- _Supplied data_

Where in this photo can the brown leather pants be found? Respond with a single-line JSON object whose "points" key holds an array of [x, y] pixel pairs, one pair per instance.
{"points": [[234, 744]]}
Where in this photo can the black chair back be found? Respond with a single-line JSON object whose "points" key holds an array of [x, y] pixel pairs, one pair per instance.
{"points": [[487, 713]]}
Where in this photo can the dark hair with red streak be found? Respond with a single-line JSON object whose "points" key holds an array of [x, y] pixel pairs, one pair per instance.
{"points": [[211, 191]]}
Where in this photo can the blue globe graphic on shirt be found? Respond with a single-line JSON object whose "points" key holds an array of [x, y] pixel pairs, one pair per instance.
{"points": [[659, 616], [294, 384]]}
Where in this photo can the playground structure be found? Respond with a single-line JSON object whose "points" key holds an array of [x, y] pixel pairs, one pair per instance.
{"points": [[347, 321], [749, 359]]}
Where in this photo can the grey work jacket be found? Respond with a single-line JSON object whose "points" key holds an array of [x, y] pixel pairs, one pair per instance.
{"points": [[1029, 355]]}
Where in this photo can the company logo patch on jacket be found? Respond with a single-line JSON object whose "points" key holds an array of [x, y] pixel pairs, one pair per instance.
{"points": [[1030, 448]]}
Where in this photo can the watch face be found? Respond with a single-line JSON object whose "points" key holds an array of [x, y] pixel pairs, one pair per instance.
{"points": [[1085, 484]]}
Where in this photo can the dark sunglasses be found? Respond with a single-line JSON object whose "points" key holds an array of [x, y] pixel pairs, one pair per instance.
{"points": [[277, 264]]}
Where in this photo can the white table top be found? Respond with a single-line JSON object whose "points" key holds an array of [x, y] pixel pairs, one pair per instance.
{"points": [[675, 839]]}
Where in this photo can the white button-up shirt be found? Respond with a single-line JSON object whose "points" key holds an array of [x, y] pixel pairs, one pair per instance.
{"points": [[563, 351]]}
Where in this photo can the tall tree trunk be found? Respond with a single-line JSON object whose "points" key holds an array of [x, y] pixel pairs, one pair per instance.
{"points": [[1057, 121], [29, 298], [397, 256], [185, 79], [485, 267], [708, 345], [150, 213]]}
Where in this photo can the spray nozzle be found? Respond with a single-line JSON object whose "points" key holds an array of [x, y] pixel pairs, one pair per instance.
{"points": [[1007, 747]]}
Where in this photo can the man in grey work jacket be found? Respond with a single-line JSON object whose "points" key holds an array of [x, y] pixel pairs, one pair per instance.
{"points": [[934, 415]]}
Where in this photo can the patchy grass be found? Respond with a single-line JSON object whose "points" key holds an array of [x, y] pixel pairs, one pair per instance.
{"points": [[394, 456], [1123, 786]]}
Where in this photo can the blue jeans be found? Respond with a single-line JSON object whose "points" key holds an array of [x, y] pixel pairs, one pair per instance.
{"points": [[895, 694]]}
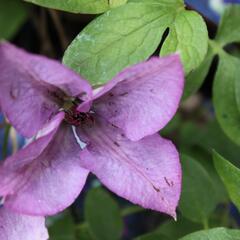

- _Task requirements_
Beginning with the line that contains "Where in this photo can the man" and ending with the last line of the entries above, repeat each line exactly, but not the pictures.

- _Reply_
Where in this photo can the man in grey work jacket be found? Respond with a single-line JSON object whose "points" key holds an array of [x, y] pixel pairs, one pair per instance.
{"points": [[934, 415]]}
Where in this photo can the patchy grass be found? Respond with a single-line JSON object whose "points" key holds an array of [x, y] pixel pairs, one pair per instance.
{"points": [[394, 456], [1123, 786]]}
Where in this photo can the blue jeans be found? Respond with a single-line JSON object whose "points" key holds an array of [x, y] pixel pairs, one pair per instance.
{"points": [[895, 694]]}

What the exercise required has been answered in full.